EXERCISES TO COMPLETE:
(a) Copy the passage of the Condor port requirements thread between "Re: [Condor-users] Condor" and "to explain this.", inclusive, reproducing it word for word.
(b) Write a continuation of the Condor mailing list thread on port requirements, starting from the point where it stops.

PAGE EXCERPT:
[Date Prev][Date Next][Thread Prev][Thread Next][Date Index][Thread Index]

Re: [Condor-users] Condor 7.4.2 not working on Rocks 5.3




There is a discrepancy between the schedd port requirements that I quoted and what Matt quoted. Ironically, he was quoting me!

The manual basically claims you need 5 * running_jobs ports. For long running jobs (~6 hour jobs), I have found the port requirements to be less than 3 * running_jobs, and that is what I wrote on the wiki page. However, for short jobs, the churn of condor_shadow processes coming and going will cause a non-negligible number of ports to be sitting in the TIME_WAIT state at any given time. Therefore, it may be better to be conservative and use the Condor manual's higher estimate of 5 * running_jobs. I'll update the wiki to explain this.

Fortunately, in Condor 7.5.3, this issue of short jobs effectively chewing up more ports has been largely removed, because the shadow process is reused to run multiple jobs.

--Dan

Dan Bradley wrote:

In 7.5.0, there is a new feature condor_shared_port, which can be used to reduce incoming port usage down to a port or two. Otherwise, the number of ports required is quite large. The following page in the manual gives recommendations:

http://www.cs.wisc.edu/condor/manual/v7.4/3_7Networking_includes.html#SECTION00471400000000000000

The most important statement is this:

"The Submit machines (those machines running a condor_schedd daemon) require 5 + (5 * MAX_JOBS_RUNNING) ports."

If you are only concerned about restricting the incoming (or outgoing) port range, then I'd recommend setting IN/OUT_LOWPORT and IN/OUT_HIGHPORT rather than LOWPORT and HIGHPORT.

--Dan

Philip Papadopoulos wrote:
Gary sent me what he was doing and I was able to see it locally -- I believe I have figured out the
problem, but need some verification from Condor folks.

EXCERPTED DATA:
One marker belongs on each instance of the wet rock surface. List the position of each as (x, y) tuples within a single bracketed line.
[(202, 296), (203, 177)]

* * *

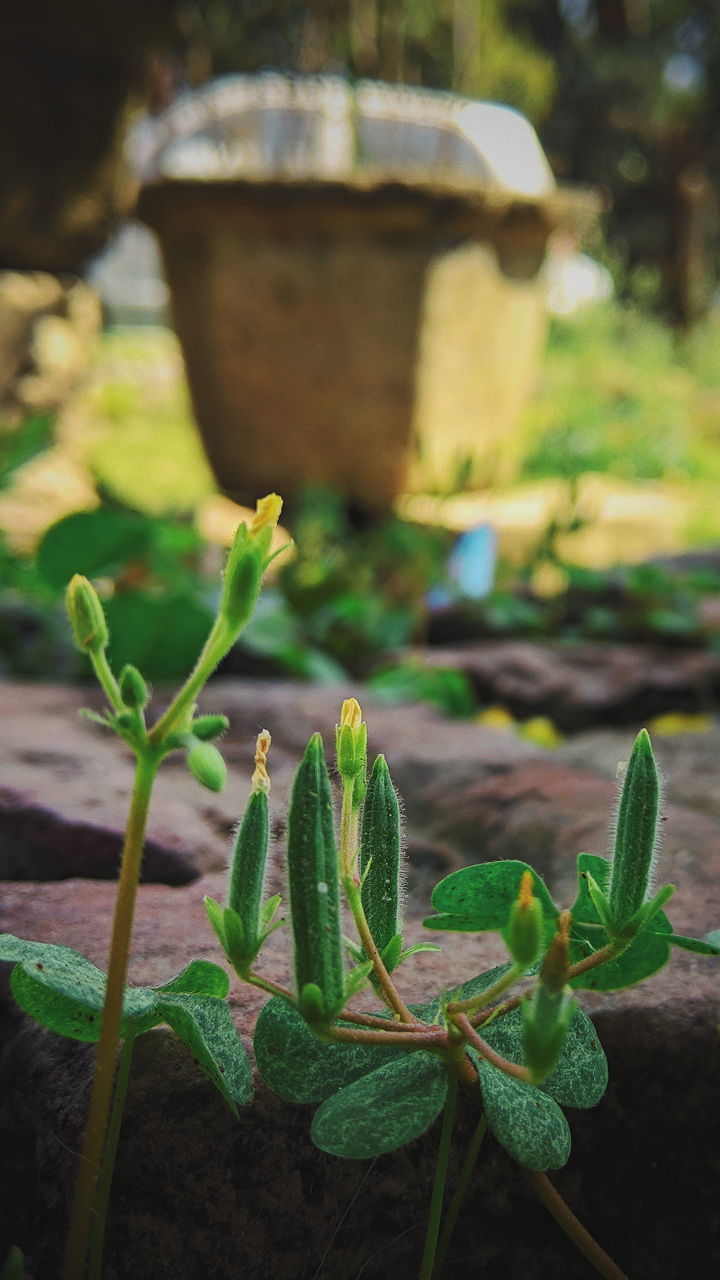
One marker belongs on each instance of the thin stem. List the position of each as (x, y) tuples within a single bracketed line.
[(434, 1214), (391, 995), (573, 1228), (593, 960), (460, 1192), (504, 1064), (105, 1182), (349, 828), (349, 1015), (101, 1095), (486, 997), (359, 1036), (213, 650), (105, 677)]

TASK ANSWERS:
(a)
Re: [Condor-users] Condor 7.4.2 not working on Rocks 5.3




There is a discrepancy between the schedd port requirements that I quoted and what Matt quoted. Ironically, he was quoting me!

The manual basically claims you need 5 * running_jobs ports. For long running jobs (~6 hour jobs), I have found the port requirements to be less than 3 * running_jobs, and that is what I wrote on the wiki page. However, for short jobs, the churn of condor_shadow processes coming and going will cause a non-negligible number of ports to be sitting in the TIME_WAIT state at any given time. Therefore, it may be better to be conservative and use the Condor manual's higher estimate of 5 * running_jobs. I'll update the wiki to explain this.

(b)
New to this condor roll is setting the range of ports that Condor uses. The range is set by default to 40000 - 40050. It looks like that with many jobs started at once, various elements of condor were running out of ports.
e.g in the ShadowLog file
07/13 10:07:57 (5.0) (10432): Request to run on compute-0-31-0.local <10.1.255.218:40037 <http://10.1.255.218:40037>> was ACCEPTED 07/13 10:07:59 (5.0) (10432): Sock::bindWithin - failed to bind any port within (40000 ~ 40050) 07/13 10:07:59 (5.0) (10432): RemoteResource::killStarter(): Could not send command to startd 07/13 10:07:59 (5.0) (10432): Sock::bindWithin - failed to bind any port within (40000 ~ 40050) 07/13 10:07:59 (5.0) (10432): Can't connect to queue manager: CEDAR:6001:Failed to connect to <198.202.88.76:40040 <http://198.202.88.76:40040>>

Removing the port range restriction completely on both the collector and worker nodes seems to resolve the issue. (Gary you can comment out PORTHIGH and PORTLOW commands in your /opt/condor/etc/condor.config.local files and restart Condor everywhere to see if resolves your issue). (I also need to fix something in the Rocks roll to make this work a little more intelligently. )

Condor Team,
What seems to be a reasonable minimal size of the Condor Port range?

-P


On Tue, Jul 13, 2010 at 9:00 AM, Philip Papadopoulos <philip.papadopoulos@xxxxxxxxx <mailto:philip.papadopoulos@xxxxxxxxx>> wrote:

    Gary,
    Can you put a tar file/instructions for me to download the same
    thing you are doing and I will try to run on  a cluster here in
    San Diego to see if I see the same results?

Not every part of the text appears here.